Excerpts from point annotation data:
· · · · ·

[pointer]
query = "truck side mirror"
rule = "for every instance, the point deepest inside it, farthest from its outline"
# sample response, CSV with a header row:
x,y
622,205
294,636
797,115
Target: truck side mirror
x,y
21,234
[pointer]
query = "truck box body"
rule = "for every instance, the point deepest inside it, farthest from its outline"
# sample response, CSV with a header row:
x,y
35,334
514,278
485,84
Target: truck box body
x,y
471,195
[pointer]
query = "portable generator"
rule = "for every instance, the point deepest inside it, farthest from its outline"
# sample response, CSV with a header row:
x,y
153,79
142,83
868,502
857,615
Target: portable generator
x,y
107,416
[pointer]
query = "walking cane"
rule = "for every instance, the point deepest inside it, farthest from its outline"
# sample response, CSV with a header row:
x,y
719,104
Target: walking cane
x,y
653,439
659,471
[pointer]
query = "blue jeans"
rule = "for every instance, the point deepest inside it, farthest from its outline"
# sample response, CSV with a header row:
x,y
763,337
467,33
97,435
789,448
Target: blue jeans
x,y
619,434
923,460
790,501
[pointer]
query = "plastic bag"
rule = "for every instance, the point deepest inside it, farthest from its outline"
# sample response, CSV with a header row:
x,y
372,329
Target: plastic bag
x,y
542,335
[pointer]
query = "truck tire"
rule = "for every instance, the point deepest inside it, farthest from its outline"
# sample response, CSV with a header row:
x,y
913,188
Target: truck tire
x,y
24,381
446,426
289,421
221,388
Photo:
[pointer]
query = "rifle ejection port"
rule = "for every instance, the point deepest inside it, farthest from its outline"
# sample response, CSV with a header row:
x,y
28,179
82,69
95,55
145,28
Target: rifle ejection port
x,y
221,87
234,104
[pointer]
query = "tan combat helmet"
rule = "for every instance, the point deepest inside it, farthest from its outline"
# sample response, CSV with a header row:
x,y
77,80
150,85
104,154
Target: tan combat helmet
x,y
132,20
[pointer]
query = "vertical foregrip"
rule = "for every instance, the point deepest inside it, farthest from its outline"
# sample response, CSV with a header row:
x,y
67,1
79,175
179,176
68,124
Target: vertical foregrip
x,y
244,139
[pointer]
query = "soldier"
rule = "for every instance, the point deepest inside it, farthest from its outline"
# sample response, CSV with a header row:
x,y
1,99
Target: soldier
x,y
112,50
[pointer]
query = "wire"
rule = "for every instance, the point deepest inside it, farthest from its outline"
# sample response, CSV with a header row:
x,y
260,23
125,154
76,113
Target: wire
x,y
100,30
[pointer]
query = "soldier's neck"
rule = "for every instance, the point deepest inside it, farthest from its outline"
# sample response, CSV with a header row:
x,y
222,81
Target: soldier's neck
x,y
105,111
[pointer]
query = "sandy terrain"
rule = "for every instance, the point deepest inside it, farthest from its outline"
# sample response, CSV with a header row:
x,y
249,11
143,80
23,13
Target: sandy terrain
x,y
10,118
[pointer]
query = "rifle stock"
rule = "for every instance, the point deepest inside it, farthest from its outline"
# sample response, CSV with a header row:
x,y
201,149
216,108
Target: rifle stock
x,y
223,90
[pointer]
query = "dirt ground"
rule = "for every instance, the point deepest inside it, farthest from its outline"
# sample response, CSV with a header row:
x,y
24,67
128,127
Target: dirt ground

· · · · ·

▶ THE EXERCISE: Identify each line of the material above that contains the word "portable", and copy those lines in full.

▶ COMPLETED TASK:
query = "portable generator"
Target: portable generator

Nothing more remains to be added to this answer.